_Source passage:_
****************

Halloween lends ghoulish touch to area eventsHalloween is a great excuse for artists to interpret the season in an other-worldly manner, and for ordinary people to dress in super-human or wanna-be costumes, and for one evening a year, they transform into living art forms.
By: Sharon Cox, The Jamestown Sun
Halloween is a great excuse for artists to interpret the season in an other-worldly manner, and for ordinary people to dress in super-human or wanna-be costumes, and for one evening a year, they transform into living art forms.
Whether going to a haunted house or trick-or-treating, many people really get a kick out of the spooky dress-up holiday. Second only to Christmas, Halloween is the participation holiday where everyone has an opportunity to actually do something to add to theirs and others’ enjoyment of the day.
Christmas is a religious holiday, but Halloween is not considered a religious holiday. It is among a handful of holidays considered secular here: the so-called alphabet days, such as anniversaries, family holidays, New Year’s Day, United Nations Day and unofficial observances, such as Arbor Day and Earth Day.

****************

[Records]
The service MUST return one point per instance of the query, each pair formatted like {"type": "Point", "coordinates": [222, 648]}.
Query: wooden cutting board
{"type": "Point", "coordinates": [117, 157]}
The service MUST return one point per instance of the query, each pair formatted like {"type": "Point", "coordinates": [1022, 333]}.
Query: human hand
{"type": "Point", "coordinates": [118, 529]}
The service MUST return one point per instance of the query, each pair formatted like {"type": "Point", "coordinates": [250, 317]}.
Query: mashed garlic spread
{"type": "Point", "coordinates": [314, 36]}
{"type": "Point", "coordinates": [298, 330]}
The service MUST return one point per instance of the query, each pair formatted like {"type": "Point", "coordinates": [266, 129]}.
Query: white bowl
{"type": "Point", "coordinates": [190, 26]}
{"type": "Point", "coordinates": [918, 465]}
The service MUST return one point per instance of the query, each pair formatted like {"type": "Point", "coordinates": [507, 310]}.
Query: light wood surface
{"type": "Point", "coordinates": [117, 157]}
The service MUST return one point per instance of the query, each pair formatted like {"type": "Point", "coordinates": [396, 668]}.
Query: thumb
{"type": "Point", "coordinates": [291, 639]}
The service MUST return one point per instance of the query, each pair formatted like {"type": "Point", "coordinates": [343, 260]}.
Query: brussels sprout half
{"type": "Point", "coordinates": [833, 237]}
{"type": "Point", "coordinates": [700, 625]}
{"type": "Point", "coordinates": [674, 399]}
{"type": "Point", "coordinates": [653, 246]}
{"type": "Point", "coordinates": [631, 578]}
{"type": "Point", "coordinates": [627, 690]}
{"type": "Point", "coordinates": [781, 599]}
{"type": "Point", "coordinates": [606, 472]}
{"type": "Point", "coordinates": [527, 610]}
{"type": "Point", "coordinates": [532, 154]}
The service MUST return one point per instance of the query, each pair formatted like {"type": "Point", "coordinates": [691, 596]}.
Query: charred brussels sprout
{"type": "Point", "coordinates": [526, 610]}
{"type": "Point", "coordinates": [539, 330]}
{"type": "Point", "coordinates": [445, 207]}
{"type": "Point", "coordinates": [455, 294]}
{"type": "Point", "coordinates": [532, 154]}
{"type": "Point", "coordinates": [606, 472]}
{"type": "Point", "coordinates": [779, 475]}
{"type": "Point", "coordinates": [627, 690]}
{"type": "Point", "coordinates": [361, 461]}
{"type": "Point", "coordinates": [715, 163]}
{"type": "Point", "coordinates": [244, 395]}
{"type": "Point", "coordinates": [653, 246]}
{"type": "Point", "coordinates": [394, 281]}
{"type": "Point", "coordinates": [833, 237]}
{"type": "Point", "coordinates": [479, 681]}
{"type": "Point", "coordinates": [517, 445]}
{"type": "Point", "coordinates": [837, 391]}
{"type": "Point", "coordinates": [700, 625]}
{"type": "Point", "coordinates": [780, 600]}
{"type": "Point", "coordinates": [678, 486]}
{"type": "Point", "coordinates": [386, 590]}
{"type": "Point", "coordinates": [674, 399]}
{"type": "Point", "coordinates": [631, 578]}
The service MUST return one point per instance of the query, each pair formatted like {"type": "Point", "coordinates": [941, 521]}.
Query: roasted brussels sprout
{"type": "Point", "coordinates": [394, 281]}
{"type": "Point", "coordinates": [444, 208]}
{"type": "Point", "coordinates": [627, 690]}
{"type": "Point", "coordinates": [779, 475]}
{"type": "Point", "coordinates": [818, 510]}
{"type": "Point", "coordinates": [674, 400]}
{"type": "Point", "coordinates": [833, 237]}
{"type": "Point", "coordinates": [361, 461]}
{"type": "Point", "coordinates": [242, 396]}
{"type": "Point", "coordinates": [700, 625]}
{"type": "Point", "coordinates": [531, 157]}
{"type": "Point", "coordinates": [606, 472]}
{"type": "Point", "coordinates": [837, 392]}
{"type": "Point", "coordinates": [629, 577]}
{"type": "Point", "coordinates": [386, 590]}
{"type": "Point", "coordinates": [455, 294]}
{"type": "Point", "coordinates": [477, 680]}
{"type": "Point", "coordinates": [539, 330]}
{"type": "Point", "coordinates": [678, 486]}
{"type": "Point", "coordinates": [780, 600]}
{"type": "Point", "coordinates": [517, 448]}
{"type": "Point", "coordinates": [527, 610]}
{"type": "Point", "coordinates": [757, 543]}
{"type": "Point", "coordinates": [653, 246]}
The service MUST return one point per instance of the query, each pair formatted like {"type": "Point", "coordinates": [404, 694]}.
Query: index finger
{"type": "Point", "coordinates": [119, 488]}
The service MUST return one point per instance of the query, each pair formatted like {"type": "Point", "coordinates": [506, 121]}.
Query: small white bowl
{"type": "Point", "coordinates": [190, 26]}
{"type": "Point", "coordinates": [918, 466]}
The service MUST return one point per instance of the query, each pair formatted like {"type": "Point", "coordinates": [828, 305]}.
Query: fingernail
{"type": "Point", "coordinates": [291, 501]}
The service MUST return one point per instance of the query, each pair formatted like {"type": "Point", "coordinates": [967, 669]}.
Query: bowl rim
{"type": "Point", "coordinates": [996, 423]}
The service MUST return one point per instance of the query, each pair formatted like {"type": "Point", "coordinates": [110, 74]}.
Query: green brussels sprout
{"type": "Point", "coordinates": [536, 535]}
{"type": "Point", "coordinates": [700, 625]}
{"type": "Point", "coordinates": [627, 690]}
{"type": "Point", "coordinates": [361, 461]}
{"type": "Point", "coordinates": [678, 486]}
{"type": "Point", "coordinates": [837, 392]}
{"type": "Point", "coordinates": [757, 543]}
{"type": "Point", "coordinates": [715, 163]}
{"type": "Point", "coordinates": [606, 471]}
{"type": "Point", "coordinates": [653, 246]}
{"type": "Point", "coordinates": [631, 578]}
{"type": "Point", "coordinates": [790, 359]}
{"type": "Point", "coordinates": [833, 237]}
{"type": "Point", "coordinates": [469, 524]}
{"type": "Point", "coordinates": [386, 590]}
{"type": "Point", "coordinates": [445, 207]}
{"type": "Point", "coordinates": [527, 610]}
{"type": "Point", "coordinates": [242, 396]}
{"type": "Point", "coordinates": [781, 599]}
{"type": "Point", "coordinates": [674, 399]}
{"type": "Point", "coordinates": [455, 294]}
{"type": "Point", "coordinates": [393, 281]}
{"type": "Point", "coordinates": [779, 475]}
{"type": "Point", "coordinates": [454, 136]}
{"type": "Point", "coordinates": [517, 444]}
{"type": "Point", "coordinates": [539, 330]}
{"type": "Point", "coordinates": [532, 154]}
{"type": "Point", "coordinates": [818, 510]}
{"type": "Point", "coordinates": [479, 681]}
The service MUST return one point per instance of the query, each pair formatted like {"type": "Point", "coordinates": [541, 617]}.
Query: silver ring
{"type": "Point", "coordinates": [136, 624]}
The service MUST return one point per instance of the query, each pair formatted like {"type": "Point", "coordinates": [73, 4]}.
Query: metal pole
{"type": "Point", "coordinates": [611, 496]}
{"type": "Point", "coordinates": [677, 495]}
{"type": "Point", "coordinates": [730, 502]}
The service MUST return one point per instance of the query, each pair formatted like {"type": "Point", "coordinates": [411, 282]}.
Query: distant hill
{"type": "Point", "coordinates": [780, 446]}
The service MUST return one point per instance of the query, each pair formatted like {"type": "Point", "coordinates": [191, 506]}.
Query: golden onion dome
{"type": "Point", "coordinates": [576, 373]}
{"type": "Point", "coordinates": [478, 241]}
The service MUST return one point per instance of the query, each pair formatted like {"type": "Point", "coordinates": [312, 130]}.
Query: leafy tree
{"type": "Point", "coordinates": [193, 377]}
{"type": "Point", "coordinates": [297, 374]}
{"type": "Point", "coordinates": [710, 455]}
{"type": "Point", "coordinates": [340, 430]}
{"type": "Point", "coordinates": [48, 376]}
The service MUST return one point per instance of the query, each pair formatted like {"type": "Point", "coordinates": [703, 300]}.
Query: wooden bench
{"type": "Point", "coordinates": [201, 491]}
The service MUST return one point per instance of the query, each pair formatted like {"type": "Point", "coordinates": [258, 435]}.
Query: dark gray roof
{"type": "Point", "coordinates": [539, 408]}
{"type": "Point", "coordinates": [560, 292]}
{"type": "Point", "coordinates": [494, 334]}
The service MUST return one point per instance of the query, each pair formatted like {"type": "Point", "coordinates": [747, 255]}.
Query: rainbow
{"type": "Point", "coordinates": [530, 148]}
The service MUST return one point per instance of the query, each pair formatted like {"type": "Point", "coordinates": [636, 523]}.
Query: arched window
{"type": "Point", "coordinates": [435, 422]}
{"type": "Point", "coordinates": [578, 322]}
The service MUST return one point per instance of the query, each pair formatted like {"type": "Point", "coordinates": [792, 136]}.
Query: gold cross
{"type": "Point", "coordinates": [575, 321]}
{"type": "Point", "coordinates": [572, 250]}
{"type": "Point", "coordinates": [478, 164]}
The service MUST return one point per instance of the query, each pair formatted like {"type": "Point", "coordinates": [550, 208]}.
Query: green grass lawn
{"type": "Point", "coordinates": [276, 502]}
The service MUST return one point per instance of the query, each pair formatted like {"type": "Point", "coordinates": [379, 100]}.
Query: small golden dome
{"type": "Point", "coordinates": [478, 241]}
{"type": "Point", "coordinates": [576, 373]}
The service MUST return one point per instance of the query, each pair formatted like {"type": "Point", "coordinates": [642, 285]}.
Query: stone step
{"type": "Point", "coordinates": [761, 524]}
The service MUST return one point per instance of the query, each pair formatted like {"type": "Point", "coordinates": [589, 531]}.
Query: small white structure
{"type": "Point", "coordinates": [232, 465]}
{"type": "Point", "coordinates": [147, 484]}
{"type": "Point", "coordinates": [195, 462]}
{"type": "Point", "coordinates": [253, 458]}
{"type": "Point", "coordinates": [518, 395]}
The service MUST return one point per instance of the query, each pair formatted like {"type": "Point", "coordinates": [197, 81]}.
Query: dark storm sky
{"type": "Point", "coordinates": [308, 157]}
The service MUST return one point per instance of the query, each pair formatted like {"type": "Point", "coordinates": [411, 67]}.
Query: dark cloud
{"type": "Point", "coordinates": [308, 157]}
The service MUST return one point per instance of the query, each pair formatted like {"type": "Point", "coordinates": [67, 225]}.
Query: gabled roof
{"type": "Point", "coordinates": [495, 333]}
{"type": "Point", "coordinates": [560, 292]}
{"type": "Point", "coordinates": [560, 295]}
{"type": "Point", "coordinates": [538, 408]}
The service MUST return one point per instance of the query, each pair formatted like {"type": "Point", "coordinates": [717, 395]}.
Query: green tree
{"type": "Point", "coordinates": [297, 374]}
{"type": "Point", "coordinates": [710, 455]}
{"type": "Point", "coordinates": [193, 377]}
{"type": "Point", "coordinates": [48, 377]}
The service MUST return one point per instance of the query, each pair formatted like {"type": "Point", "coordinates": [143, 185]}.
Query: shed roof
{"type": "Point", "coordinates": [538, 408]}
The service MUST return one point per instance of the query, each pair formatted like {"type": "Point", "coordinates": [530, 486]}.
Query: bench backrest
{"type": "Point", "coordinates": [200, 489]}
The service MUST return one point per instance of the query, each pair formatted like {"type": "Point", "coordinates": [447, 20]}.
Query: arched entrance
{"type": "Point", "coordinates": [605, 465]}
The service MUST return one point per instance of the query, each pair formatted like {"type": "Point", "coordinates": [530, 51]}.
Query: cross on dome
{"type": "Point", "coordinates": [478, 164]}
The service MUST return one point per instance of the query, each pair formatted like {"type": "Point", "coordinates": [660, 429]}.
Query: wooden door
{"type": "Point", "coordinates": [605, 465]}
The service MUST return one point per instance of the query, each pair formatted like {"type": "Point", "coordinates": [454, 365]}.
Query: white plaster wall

****************

_Exercise 1:_ Decide whether each statement below agrees with the Halloween article, answering yes or no and quoting the words from the article that settle it. (a) Halloween ranks second only to Christmas as a participation holiday. (b) Halloween is considered a religious holiday. (c) Arbor Day is given as an example of an unofficial observance.
_Exercise 2:_
Answer these questions using the Halloween article.
(a) Who wrote it?
(b) Which two activities are mentioned as ways people enjoy the holiday?
(c) Which holiday is named as a religious one?
_Exercise 3:_ Please carry on the Halloween article, starting after its final sentence.

_Output 1:_
(a) Yes: "Second only to Christmas, Halloween is the participation holiday"
(b) No: "Halloween is not considered a religious holiday."
(c) Yes: "unofficial observances, such as Arbor Day and Earth Day"

_Output 2:_
(a) Sharon Cox
(b) Going to a haunted house and trick-or-treating
(c) Christmas

_Output 3:_
All-Saints Day is considered a non-secular holiday because it is related to the dead souls rising to return to their cemeteries to visit the living. People in Latin countries celebrate it and Halloween much differently than we do in the U.S.
Halloween is like New Year’s Eve and Christmas Eve, when parties and fun lead into a more sober day of celebration. It’s a hang-over from ancient Celtic and Druid celebrations in Western Europe. It was a season of harvest and the stocking up of foods for winter. In Ireland it was Samhain, the celebration of pagan rites of fertility and plenty. Bonfires were among the many traditions associated with the 31st of October. Hallows Eve celebrations and food were ever-present, as were costumes.
In Jamestown there are corn mazes, haunted houses, adult as well as teen masquerade parties, dances, candy treat give-aways at the mall and occult celebrations. In nearby Fort Buford Cemetery, the dead rise to explain their passing and wander among the living to give them a chill colder than the evening’s temperatures.
In past years Jamestown College students from business and art departments sponsored a haunted house in various parts of town. The Wizard, JC’s history professor, Dr. Timothy Bratton, took the frightened to outer space via a crystal ball and delighted in conveying the most historic gut-wrenching versions of illness and death to the petrified lines of visitors. He is going this year to Fort Buford to work his magic, and this year he will be amid those walking a cemetery.
According to Site Supervisor Steven Reidburn (originally from Jamestown and a former student of Bratton’s) the “ghosts of military-past come out once a year to walk the cemetery.”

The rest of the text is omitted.